__Reading text__.
Spatial stochastic reaction-diffusion simulation has been recognized as an essential modeling tool in computational neuroscience studies of signaling pathways, as shown in an increasing number of recent studies such as our previous work on the stochastic effects of calcium dynamics in Purkinje cells [1]. A critical performance issue arises when attempting to model large pathway models with complex morphologies, for example the one proposed in Human Brain Project [2], due to the serial nature of Gillespie's direct method [3], the fundamental algorithm of many spatial stochastic reaction-diffusion simulators including STEPS [4]. Various solutions have been proposed to improve the computational efficiency of the Gillespie method, including the tau-leaping approximation [5], most of which, however, remain serial implementations.

The need of parallel implementation of stochastic reaction-diffusion simulators has become urgent, as the scale and complexity of model being studied surpasses the speedup gained from hardware upgrade and algorithm improvement. However, such a task is not trivial as the original Gillespie SSA is known to be extremely serial.

In CNS2014 we proposed a parallel solution to approximate diffusion events in STEPS [6], which significantly improves the performance while maintaining high accuracy. We now further improve this solution by introducing a multinomial algorithm for fast diffusion direction selection of multiple molecules in a single subvolume. We also combine this diffusion approximation with a new operator splitting solution for reaction events in the SSA system. The combined solution is implemented in STEPS as its first parallel solver named TetOpSplit. Current implementation of TetOpSplit uses MPI as its parallel protocol and aims to provide solutions for large scale simulations such as whole cell reaction-diffusion models, in modern supercomputers like Blue Gene.

In this poster we discuss the difficulties we encountered during the transformation from the serial TetOpSplit algorithm to its parallel counterpart, as well as our solutions. We also provide performance results of the new solver via different examples, and compare them with the results gained from our original serial SSA implementation.

__About this exercise__. In the text on parallel stochastic reaction-diffusion simulation in STEPS, which parallel protocol does the current implementation of TetOpSplit use?

__Data shown__.
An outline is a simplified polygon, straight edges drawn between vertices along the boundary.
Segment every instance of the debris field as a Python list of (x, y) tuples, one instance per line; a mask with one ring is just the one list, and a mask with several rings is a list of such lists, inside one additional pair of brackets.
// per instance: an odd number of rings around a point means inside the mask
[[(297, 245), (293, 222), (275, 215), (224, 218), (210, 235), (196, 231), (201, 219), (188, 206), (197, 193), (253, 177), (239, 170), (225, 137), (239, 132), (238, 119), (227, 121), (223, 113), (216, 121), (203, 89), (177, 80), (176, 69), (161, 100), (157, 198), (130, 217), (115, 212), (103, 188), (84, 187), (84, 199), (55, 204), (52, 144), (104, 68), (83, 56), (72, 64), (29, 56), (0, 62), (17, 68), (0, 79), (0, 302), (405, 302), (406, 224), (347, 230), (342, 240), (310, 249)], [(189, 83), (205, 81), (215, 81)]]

==

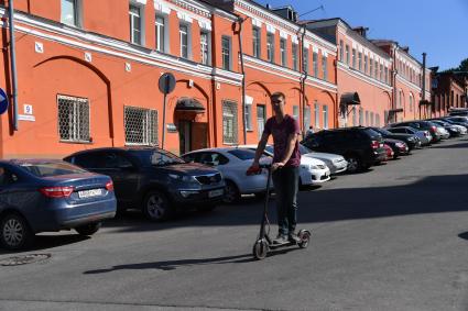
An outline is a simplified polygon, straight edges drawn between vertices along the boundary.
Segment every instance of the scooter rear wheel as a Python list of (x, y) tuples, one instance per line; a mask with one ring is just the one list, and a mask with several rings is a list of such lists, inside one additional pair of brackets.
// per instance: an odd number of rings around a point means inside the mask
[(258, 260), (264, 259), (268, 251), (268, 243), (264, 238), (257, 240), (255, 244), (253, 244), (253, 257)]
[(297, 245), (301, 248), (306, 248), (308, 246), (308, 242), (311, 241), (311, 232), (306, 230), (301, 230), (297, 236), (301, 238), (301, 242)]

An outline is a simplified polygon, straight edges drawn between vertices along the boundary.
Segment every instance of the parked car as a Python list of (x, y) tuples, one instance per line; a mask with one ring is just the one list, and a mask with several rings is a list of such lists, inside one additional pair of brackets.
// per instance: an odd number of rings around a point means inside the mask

__Your response__. MPI